## What to produce
Write every line of the material out exactly as shown.

**** Source data ****

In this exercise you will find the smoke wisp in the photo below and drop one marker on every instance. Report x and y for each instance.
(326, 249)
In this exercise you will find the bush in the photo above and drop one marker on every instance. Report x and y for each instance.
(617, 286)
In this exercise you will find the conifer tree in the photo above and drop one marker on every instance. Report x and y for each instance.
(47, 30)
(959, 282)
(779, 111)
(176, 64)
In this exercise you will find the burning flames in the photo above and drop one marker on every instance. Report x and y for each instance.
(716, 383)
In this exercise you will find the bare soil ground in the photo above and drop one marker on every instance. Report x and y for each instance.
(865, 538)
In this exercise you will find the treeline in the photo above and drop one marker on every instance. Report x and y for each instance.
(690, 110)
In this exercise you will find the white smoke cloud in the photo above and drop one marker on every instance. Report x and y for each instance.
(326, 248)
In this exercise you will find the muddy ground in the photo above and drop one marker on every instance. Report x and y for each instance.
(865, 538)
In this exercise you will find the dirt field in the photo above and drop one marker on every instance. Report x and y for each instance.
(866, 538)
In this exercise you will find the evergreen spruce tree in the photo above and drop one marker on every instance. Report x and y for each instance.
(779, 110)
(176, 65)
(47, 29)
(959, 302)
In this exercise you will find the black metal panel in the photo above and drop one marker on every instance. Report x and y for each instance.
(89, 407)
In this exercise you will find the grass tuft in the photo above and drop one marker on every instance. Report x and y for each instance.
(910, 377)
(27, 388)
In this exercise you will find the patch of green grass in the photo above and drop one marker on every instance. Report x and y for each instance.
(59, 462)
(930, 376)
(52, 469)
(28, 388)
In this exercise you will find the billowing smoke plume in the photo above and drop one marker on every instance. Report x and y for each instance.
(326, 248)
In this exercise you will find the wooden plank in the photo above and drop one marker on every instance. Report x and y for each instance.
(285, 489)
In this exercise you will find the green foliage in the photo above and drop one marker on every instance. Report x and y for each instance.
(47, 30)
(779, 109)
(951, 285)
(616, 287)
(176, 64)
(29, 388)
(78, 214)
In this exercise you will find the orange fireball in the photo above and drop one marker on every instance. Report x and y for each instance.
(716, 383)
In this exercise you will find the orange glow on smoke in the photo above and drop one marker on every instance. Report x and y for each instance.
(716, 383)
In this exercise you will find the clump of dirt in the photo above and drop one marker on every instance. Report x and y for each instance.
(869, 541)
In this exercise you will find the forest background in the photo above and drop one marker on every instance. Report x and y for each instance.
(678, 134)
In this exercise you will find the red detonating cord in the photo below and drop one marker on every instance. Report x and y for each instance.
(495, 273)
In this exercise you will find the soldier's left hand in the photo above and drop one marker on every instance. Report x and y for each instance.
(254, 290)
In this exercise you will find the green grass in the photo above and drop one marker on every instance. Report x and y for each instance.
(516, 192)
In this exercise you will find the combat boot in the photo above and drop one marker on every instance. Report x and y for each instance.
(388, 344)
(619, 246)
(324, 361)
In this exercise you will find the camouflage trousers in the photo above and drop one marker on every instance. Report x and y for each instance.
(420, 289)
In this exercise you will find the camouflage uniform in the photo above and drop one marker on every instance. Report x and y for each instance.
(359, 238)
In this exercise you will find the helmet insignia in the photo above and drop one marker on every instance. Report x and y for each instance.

****

## Reply to the exercise
In this exercise you will find the smoke wisp in the photo below and drop one marker on every instance. Report x and y for each instance.
(326, 249)
In this exercise you will find the bush in the photo above and drop one marker on every instance. Report x and y for each instance.
(617, 286)
In this exercise you will find the conifer tree in the photo above and drop one marker on every instance. Report x and y for each instance.
(47, 30)
(959, 282)
(779, 111)
(176, 64)
In this exercise you will find the burning flames in the photo above and drop one marker on every instance. Report x and y for each instance.
(716, 383)
In this exercise you will find the bare soil ground in the photo above and drop one marker on every instance. Report x and y for each instance.
(865, 538)
In this exercise you will find the treeline in the photo above and drop one marker on every instance. Report x and y for each instance.
(690, 110)
In this exercise you will find the white smoke cloud in the photo above and drop one marker on every instance. Report x and y for each instance.
(326, 248)
In this exercise you will find the muddy ground in the photo above and drop one marker on every instance. Report x and y for each instance.
(865, 538)
In this exercise you will find the dirt field in the photo above and drop one marker on every instance. Report x and y for each instance.
(866, 538)
In this exercise you will find the evergreen spruce tree in the photo above and drop one marker on every instance. Report x and y for each instance.
(779, 110)
(176, 65)
(47, 29)
(959, 302)
In this exercise you will find the black metal panel in the photo above and drop one marker on every instance. Report x and y for each instance.
(89, 407)
In this exercise you will find the grass tuft in the photo above and drop one marker on every instance. Report x and y for each instance.
(910, 377)
(27, 388)
In this exercise you will find the patch of green grass in the photo above and drop one marker on every instance. Report x and y for each instance.
(59, 462)
(930, 376)
(52, 469)
(28, 388)
In this exercise you will find the billowing smoke plume in the photo above and drop one marker on every instance. Report x and y for each instance.
(326, 248)
In this exercise you will find the wooden plank in the photo above and drop one marker on every instance. Report x and y for each instance.
(285, 489)
In this exercise you will find the green foliage in the photo above and drop one marker on every instance. Report x and y for each instance.
(47, 30)
(779, 109)
(951, 285)
(616, 287)
(176, 64)
(29, 388)
(78, 214)
In this exercise you will find the orange fireball in the photo above and drop one marker on every instance. Report x and y for each instance.
(716, 383)
In this exercise you will find the orange glow on smoke in the photo above and drop one marker on every instance. Report x and y for each instance.
(716, 383)
In this exercise you will find the clump of dirt in the photo above and drop one marker on every instance. Report x and y for each instance.
(869, 541)
In this exercise you will find the forest background in the photo above and drop one marker on every instance. Report x and y for each instance.
(678, 134)
In this exercise you will find the red detonating cord in the photo below and drop one marker on every instance. Report x and y for each instance.
(495, 273)
In this exercise you will find the soldier's left hand in the photo above and drop one marker on every instance. Report x and y for each instance.
(254, 290)
In this exercise you will find the green grass in the photo above and drop one marker on every instance. Report x and y for each instance.
(516, 192)
In this exercise you will find the combat boot in the photo above and drop one marker on every instance. Report x and y for each instance.
(388, 344)
(619, 246)
(324, 361)
In this exercise you will find the camouflage trousers in the photo above and drop one marker on every instance. Report x and y for each instance.
(420, 289)
In this exercise you will find the camouflage uniform in the photo above and drop one marker on every instance. Report x and y for each instance.
(359, 238)
In this exercise you will find the helmet insignia in the photo above and drop one marker on every instance. Report x and y for each instance.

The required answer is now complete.